▸ **Tekstblok**

☆ ☆ ☆ ☆ ☆

Dat de bontindustrie op Phaedra valt, is geen toeval. Ze sluit nauw aan bij het ‘profiel’ dat de bontdraagster nastreeft. Een ietwat rijpere leeftijd is een essentiële voorwaarde geworden voor het dragen van bont. Dat ze mooi is, en erg met haar uiterlijk begaan, heeft een vereenzelvigend effect met het bontkopende publiek. Wie wil er niet uitzien zoals Phaedra op haar best? Bovendien doet het bont Phaedra’s imago helemaal geen kwaad: een beetje prijzig chique staat haar op het Vlaamse lijf geschreven. Het kan haar handelswaarde alleen maar vergroten. Net zoals bont voor Phaedra een duidelijk statement is, is zij dat voor de bontindustrie.

Biogrammatische aantrekkingskracht van bont

Niets zo goed tegen de kou als wat moeder natuur ertegen ontwikkeld heeft: dierlijk bont. Alle hedendaagse technologie ten spijt, wie kan vergelijken, liefst in barre klimaatomstandigheden, verkiest bont boven de modernste Gore-tex kledij. Dit reikt veel verder dan de esthetiek. Bont is de betere isolatie tegen de koude, even winddicht maar veel aangenamer om dragen. Het is quasi onverslijtbaar en vergt veel minder onderhoud dan gelijk welk alternatief. Men zal in echt koude landen dus evenmin een probleem maken over het dragen van bont dan wij dat doen over het eten van friet met mayonaise.

☆ ☆ ☆ ☆ ☆

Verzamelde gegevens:
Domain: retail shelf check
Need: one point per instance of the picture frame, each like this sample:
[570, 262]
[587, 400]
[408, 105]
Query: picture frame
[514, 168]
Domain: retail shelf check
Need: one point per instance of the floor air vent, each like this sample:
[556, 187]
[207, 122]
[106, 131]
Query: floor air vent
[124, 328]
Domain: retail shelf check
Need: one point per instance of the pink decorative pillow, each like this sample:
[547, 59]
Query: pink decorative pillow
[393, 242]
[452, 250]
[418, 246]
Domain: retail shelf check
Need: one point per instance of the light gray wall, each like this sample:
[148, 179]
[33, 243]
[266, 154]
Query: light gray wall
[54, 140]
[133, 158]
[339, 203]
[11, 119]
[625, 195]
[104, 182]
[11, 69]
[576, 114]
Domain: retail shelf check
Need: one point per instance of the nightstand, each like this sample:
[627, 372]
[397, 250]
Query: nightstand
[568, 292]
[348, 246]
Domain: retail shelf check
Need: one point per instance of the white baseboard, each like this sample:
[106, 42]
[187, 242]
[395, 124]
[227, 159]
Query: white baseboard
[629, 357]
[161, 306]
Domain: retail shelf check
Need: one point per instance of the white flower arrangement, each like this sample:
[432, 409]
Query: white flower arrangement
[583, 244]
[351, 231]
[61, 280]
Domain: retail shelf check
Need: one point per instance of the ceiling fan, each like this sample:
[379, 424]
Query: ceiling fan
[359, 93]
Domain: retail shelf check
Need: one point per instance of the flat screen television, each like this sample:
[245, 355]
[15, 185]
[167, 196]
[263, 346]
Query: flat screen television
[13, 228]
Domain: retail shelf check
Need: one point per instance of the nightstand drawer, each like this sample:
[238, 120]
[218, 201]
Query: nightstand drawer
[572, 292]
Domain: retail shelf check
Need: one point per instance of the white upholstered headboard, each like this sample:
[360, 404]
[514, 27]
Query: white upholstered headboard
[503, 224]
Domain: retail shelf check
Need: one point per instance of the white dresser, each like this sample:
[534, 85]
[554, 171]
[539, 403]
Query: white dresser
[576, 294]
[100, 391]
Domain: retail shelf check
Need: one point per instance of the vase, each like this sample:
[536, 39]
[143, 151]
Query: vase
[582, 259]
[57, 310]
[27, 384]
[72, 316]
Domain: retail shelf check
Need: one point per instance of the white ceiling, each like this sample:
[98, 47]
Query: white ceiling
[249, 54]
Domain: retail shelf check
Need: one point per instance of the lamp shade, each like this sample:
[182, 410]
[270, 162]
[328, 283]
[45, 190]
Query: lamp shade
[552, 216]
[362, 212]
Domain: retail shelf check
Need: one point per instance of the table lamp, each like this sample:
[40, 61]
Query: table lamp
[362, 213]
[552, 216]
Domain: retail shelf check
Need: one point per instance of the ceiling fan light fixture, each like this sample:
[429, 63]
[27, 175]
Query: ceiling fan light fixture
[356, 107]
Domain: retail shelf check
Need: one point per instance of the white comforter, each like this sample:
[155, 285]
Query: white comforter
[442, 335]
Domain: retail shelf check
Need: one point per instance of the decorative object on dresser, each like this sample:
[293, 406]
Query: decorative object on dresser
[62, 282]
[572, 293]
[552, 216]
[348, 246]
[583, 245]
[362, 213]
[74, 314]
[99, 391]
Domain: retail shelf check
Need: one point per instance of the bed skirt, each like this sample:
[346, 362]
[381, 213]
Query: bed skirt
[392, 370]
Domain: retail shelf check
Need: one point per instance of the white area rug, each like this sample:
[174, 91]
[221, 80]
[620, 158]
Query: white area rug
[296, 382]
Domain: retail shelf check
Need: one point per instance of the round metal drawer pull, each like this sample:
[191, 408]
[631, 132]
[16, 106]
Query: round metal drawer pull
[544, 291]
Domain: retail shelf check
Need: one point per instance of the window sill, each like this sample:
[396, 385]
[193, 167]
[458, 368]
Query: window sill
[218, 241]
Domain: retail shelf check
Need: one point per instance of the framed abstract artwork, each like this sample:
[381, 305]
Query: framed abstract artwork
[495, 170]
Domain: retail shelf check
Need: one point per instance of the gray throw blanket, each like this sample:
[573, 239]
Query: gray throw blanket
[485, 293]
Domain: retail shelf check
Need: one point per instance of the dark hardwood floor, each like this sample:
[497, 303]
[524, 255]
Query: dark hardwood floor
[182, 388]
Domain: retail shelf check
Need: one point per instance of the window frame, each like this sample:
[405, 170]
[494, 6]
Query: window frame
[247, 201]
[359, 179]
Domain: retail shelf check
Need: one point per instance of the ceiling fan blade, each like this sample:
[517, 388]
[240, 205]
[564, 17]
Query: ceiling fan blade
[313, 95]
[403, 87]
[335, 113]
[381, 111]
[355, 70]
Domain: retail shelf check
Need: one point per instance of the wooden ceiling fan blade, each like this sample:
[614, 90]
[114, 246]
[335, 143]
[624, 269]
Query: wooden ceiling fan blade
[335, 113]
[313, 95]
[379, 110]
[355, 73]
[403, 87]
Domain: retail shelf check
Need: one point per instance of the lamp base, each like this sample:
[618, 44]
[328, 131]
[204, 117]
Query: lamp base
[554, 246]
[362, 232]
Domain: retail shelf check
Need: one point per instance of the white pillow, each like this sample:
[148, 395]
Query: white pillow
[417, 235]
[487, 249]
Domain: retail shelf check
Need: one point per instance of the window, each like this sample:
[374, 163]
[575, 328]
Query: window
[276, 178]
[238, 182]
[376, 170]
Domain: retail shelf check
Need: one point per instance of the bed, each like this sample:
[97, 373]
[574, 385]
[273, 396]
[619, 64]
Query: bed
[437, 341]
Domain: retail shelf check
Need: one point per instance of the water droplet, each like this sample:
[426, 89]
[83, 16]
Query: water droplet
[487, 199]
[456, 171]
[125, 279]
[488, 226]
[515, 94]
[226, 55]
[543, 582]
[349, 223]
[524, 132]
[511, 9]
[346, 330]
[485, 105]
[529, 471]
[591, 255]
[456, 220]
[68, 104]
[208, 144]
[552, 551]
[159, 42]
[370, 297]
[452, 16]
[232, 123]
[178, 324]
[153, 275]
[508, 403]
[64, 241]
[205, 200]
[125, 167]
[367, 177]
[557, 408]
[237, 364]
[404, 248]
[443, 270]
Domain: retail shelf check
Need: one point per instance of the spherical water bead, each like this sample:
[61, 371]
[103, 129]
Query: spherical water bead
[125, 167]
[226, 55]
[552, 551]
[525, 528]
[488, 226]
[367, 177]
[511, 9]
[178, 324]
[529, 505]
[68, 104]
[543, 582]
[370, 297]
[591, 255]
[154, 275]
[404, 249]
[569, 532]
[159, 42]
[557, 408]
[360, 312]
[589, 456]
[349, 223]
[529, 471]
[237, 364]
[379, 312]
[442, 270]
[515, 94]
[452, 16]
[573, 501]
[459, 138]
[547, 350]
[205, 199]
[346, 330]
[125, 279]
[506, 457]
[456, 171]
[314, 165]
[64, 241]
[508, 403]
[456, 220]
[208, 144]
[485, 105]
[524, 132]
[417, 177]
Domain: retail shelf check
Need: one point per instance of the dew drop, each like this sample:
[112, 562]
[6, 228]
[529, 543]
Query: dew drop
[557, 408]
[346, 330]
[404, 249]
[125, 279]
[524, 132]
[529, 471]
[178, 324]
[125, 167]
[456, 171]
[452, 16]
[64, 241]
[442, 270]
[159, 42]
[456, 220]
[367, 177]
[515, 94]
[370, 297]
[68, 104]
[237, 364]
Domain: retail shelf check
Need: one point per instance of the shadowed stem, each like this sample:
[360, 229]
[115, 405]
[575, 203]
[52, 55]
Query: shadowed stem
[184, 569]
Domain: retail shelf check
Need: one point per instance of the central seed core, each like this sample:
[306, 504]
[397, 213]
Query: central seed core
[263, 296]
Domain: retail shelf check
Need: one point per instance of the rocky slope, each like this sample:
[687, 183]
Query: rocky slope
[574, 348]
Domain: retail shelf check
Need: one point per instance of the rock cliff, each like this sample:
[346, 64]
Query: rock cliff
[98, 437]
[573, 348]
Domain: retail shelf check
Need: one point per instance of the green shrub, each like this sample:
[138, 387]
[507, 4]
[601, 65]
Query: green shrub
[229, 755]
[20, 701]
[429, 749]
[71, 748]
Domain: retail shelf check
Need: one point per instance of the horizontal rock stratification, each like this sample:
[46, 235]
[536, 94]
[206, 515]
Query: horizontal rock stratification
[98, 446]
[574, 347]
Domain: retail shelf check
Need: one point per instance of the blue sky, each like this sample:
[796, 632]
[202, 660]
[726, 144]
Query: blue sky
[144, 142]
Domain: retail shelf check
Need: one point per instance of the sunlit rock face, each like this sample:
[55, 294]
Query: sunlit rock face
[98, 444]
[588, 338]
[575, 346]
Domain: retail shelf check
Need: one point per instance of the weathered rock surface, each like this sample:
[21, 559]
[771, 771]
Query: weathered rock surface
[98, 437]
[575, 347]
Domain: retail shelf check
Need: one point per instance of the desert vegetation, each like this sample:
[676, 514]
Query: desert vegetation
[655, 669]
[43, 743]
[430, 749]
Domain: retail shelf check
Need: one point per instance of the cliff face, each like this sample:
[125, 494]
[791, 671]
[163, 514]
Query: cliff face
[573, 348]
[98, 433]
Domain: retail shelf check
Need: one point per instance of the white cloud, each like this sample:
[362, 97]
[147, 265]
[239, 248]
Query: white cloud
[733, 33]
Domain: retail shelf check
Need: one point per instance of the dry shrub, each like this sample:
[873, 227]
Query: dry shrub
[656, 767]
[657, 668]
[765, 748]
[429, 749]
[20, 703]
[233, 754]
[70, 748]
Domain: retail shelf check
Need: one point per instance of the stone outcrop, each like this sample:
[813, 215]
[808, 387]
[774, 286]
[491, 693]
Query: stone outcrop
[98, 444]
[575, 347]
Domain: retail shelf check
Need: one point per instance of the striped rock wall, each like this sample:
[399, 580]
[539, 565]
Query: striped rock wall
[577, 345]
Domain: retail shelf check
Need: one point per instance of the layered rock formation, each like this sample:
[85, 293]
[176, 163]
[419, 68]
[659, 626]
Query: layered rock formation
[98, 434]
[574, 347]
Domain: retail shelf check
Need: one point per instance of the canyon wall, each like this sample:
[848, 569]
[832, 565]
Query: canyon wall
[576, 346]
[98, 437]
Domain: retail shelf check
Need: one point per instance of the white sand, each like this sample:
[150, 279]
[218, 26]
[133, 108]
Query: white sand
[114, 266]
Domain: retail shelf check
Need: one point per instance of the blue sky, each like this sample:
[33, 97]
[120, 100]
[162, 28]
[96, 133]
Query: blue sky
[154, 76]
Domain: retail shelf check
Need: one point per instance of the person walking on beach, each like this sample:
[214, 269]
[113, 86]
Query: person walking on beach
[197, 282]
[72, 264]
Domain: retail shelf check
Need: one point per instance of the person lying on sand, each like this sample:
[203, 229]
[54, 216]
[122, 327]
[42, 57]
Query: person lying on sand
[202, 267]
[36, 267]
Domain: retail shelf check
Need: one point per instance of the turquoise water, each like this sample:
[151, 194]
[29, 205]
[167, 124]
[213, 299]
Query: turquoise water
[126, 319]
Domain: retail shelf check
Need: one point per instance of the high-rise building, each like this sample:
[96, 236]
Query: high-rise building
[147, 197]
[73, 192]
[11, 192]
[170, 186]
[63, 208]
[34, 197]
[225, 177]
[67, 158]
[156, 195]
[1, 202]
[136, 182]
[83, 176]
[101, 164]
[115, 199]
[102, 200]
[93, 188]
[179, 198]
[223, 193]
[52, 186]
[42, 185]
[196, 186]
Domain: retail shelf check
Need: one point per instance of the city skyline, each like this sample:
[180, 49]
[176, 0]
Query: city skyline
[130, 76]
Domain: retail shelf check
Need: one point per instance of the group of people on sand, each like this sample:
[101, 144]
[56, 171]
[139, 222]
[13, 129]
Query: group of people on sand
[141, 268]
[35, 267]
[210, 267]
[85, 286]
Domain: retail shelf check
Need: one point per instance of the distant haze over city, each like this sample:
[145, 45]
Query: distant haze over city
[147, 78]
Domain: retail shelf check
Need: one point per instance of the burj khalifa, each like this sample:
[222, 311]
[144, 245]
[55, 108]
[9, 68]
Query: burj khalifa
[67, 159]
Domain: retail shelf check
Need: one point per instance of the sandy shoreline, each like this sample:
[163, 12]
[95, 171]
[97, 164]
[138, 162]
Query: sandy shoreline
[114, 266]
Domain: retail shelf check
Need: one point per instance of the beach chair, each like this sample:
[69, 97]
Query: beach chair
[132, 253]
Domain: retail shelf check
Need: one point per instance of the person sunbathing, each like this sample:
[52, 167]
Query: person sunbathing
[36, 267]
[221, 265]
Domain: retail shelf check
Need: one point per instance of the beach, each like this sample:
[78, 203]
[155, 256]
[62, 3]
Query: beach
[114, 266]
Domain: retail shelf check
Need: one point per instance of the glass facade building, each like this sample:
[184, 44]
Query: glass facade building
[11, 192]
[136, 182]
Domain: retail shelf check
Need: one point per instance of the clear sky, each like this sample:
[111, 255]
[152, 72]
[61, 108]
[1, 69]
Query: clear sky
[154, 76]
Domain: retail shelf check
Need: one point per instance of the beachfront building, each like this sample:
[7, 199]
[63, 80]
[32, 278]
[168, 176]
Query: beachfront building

☆ ☆ ☆ ☆ ☆

▸ **Schriftelijke opdracht 1**
Wat is volgens de tekst over bont een essentiële voorwaarde geworden om bont te dragen?
▸ **Schriftelijke opdracht 2**
Zet de tekst over bont voort, te beginnen na de laatste zin.
De items spelen hierbij geen enkele rol.

▸ **Resultaat oefening 1**
Een ietwat rijpere leeftijd.

▸ **Resultaat oefening 2**
Bont was levensbelangrijk in de oertijd, en ook één van de weinige wezenlijke materiële bijdragen tot het levensonderhoud op naam van de mannen. Mannen moesten wilde dieren vangen, onder andere voor hun bont. Bont is dus een biogrammatisch statussymbool van de hoogste orde, zeker sinds de mensheid besloten heeft om de strijd met de elementen aan te gaan, meer dan honderdduizend jaar geleden. Vrouwen associëren bont met mannelijke bescherming, mannen met de vaardigheid van de jager. Vandaar dat vrouwen bont nog altijd graag kado krijgen en mannen het nog altijd graag geven. Vooral rijpere vrouwen, die het meestal moeten afleggen tegen de ongerepte schoonheid van de jonge wijfjes, geeft een dure bontmantel extra status in de groep. Vooral wanneer die status in gevaar komt omwille van huwelijksproblemen en er een hunker ontstaat naar een nieuwe vaste relatie. Bont staat voor mannelijke en materiële bescherming, daar waar emotionele bescherming vaak te wensen overlaat. 'Madammen met een bontjas zijn gemeen,' zong Urbanus, wat daadwerkelijk een biogrammatische waarheid is.

Bont als statussymbool

In onze westerse wereld wordt al te veel vertaald naar geld. Bont is daarvoor een perfect surrogaat. Bont vertegenwoordigt veel geld en bovendien valt uit de kwaliteit van het bont ook duidelijk af te leiden over hoeveel geld het precies gaat. Zelfs de jeugd is niet helemaal ongevoelig voor de statuswaarde van bont. Vele 'coole' kledingsmerken hebben vorig seizoen bijna systematisch een upmarket lijn aangeboden met bontafboording.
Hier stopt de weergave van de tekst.